— START OF Entries provided —
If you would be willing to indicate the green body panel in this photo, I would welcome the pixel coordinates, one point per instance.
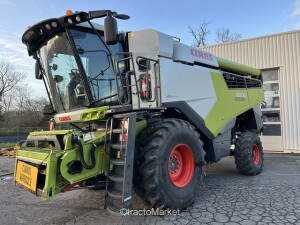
(72, 154)
(53, 184)
(93, 114)
(228, 65)
(229, 102)
(54, 132)
(55, 161)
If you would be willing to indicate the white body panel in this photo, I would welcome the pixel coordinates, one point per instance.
(178, 81)
(185, 53)
(193, 84)
(149, 43)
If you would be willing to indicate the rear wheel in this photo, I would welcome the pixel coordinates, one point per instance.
(249, 156)
(170, 161)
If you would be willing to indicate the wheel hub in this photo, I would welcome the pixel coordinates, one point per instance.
(255, 154)
(174, 164)
(181, 165)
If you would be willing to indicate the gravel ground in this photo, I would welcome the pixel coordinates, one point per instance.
(226, 197)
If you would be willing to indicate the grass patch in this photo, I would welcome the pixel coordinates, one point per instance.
(7, 145)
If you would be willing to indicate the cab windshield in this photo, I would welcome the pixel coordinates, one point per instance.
(69, 87)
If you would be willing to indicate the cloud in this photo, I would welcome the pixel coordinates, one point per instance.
(296, 10)
(13, 51)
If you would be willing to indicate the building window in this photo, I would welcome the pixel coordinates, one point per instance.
(271, 106)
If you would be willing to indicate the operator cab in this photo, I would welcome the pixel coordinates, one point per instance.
(80, 62)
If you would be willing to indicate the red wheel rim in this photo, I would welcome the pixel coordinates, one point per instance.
(181, 165)
(255, 154)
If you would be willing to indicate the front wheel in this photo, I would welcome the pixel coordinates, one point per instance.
(249, 156)
(170, 164)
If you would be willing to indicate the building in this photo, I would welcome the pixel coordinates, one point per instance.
(278, 56)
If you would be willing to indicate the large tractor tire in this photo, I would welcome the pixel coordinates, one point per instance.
(170, 164)
(249, 156)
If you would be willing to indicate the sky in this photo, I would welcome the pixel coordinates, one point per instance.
(251, 18)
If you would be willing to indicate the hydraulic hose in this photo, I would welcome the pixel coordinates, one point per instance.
(81, 155)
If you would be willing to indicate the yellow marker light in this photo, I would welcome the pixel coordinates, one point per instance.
(69, 12)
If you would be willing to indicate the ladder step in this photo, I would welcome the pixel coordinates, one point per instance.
(115, 210)
(118, 162)
(118, 146)
(119, 131)
(113, 193)
(115, 177)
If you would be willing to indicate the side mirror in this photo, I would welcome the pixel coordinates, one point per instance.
(38, 74)
(110, 29)
(144, 65)
(58, 78)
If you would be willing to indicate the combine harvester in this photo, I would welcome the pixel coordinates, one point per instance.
(145, 110)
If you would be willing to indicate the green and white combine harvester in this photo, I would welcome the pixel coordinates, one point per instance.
(146, 110)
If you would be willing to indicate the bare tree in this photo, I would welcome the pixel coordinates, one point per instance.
(9, 78)
(200, 34)
(225, 35)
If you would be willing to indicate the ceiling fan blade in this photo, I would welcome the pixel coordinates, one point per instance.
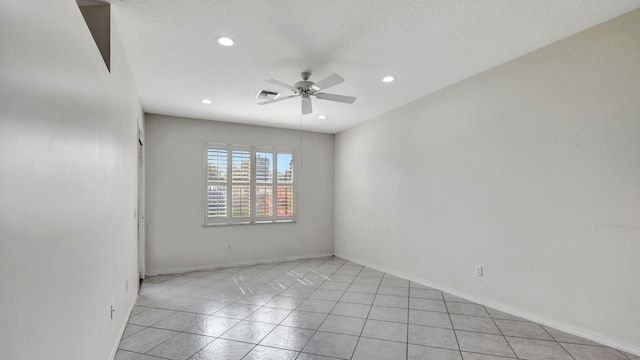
— END OF Entries provided —
### Set exercise
How many lines in the rows above contain the string "harvester", with case counting? Give only the number.

### Output of the task
2